(Point annotation data records)

++++++++

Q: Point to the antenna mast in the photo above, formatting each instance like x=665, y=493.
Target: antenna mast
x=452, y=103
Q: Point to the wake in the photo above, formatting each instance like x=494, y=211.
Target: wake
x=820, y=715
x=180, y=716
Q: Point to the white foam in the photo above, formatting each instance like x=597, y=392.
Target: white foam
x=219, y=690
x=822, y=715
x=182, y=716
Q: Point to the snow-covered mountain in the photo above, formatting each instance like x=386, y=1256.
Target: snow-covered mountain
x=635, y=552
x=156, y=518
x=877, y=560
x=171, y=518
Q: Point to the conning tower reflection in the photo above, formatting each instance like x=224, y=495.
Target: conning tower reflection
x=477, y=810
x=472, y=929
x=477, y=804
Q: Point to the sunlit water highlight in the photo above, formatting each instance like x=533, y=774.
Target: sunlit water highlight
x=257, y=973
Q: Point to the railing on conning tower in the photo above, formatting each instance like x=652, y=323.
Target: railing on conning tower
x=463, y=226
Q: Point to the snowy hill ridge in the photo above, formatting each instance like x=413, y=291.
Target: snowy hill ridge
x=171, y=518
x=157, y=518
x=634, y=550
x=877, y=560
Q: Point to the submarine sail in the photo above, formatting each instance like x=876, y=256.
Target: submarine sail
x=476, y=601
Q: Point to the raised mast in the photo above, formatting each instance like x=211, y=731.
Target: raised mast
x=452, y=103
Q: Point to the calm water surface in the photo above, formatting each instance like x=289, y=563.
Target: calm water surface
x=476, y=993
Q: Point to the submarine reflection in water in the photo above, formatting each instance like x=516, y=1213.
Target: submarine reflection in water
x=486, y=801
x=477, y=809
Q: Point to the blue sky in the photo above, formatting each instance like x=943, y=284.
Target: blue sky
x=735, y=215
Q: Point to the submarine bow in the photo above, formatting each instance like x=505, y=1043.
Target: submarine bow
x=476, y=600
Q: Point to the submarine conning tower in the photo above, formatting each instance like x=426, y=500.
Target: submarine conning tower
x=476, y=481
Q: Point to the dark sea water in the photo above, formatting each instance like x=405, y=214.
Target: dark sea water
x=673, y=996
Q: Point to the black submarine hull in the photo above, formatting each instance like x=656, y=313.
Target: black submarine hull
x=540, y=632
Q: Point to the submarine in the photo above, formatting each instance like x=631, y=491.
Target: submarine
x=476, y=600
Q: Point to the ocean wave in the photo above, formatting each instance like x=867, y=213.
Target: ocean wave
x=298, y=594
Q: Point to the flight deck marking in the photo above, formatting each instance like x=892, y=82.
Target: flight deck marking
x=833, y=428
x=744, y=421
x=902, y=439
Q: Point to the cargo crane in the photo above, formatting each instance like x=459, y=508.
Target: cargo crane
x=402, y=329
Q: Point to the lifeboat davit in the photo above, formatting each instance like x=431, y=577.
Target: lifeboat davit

++++++++

> **Task goal**
Starting at the line that has "Q: Point to the wake" and stopping after the line that has "x=463, y=226", write out those lines of the data again, requests included. Multiply every x and y coordinate in the answer points by 0.7 and round to whole numbers with halves going up, but leave the requests and their format samples unchanged.

> **Written answer**
Q: Point to the wake in the photo above, formatting each instance like x=494, y=211.
Target: wake
x=574, y=501
x=126, y=501
Q: Point to the white foam in the photo above, formatting each instance like x=597, y=392.
Target: white foam
x=153, y=483
x=575, y=501
x=127, y=501
Q: Point to the snow-covered mountain in the photo above, formatting each instance like x=386, y=1256.
Target: snow-covered mountain
x=445, y=386
x=109, y=363
x=614, y=392
x=120, y=363
Q: Point to the conning tower reflection in the photo above, formatting each instance like x=224, y=495.
Target: conning tower reflection
x=334, y=567
x=330, y=650
x=334, y=563
Q: Point to the sunlit water highlight in the photo above, formatting each instance like x=533, y=774.
Target: sunlit water highlight
x=180, y=681
Q: Point to the railing on conning tower in the photo above, formatting each instance like x=652, y=323.
Target: railing on conning tower
x=324, y=158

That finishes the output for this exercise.